(Records from a point labeling set)
○ ○ ○ ○ ○
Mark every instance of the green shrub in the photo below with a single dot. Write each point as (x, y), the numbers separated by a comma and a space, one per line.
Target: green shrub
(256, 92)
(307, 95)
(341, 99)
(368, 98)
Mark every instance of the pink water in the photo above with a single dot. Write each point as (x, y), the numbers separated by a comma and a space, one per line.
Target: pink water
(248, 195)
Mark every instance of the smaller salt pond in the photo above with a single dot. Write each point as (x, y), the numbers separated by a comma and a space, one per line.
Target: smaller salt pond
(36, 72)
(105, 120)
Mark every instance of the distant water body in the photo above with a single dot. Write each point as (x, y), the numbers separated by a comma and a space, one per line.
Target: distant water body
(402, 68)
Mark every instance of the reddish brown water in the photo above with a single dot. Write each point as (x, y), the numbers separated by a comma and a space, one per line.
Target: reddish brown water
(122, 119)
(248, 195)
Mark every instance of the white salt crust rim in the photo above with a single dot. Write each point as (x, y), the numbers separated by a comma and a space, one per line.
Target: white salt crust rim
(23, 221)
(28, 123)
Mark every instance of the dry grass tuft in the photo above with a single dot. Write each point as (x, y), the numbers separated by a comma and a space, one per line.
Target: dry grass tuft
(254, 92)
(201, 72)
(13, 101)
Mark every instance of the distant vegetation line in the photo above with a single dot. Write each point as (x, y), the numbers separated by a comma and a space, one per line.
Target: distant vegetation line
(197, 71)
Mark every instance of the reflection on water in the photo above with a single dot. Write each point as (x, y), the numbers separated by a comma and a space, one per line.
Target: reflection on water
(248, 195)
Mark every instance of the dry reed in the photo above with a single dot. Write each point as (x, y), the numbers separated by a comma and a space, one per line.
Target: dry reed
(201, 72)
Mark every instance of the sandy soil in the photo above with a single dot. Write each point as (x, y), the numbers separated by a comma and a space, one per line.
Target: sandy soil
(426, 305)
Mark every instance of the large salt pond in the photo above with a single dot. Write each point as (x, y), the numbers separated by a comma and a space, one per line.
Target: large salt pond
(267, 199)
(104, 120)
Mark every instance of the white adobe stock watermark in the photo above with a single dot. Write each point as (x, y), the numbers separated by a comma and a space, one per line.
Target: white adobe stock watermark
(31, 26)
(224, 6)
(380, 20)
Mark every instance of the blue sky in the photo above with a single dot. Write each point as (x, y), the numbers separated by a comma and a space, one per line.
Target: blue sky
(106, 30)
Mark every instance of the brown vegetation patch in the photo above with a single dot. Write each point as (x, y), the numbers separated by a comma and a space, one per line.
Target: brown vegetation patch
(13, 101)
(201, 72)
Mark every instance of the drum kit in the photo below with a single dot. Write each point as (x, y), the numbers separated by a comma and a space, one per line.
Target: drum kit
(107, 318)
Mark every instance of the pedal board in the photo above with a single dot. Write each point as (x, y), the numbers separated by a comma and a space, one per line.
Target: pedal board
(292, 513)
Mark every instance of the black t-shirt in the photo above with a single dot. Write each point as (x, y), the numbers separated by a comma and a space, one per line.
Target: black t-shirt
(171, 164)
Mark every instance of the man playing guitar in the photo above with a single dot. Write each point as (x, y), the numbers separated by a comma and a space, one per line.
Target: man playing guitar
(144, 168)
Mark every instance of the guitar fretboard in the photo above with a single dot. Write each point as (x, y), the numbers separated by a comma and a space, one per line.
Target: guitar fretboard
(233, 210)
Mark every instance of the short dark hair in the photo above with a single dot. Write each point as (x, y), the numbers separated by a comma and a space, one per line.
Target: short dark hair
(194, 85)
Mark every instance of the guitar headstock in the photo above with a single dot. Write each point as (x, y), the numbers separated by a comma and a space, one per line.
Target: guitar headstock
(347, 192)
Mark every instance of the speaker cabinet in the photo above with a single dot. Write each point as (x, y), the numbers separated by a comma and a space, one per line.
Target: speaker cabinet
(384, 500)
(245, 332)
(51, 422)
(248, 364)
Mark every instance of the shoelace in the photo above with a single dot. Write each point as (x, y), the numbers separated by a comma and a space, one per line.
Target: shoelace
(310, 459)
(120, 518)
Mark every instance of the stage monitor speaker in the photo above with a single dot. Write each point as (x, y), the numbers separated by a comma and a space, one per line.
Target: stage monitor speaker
○ ○ ○ ○ ○
> EXERCISE PROMPT:
Repeat, character for character, the lines from the one that holds "Mark every instance of the pedal" to the final line of the material, inclusive, and no other lines.

> SOLUTION FOR THIS TASK:
Mark every instance of the pedal board in the photo above with a single dot. Write each point as (x, y), the numbers separated by a comma and a space, one per line.
Target: pedal board
(292, 513)
Mark every instance of the black t-shirt in the photo above with a single dot. Write each point as (x, y), the numbers separated by a comma and a space, one per line.
Target: black t-shirt
(171, 164)
Mark every instance of the man playing guitar in the photo above with a single dot. Write each point as (x, y), the numbers separated by a comma and a space, one per line.
Target: man playing guitar
(144, 168)
Mark every instance of the guitar fretboard in the photo above with a single dot. Write each point as (x, y), the numbers separated by a comma and a space, one per line.
Target: guitar fretboard
(233, 210)
Mark every instance of the short dark hair in the photo above with a single dot. Write each point as (x, y), the numbers separated by a comma and a space, one per line.
Target: short dark hair
(194, 85)
Mark every instance of the guitar headstock in the photo above with a single dot. Write each point as (x, y), the numbers separated by a comma and a space, one per line.
Target: guitar headstock
(347, 192)
Mark every instance of the speaker cabinet in the photo above with a single dot. Write each point as (x, y), the numbers separated by a comma and a space, one per line.
Target: speaker cabinet
(384, 500)
(245, 332)
(51, 422)
(248, 364)
Mark every instance of the shoelace in the photo above with a single dot. Write each point as (x, y), the numbers separated by a comma and a space, one per line.
Target: shoelace
(310, 459)
(120, 518)
Mark every instance of the stage monitor speaker in the photo above with a single dot. Write each point as (x, y), the numbers separated by a comma and a space, one per line.
Target: stage monitor speaker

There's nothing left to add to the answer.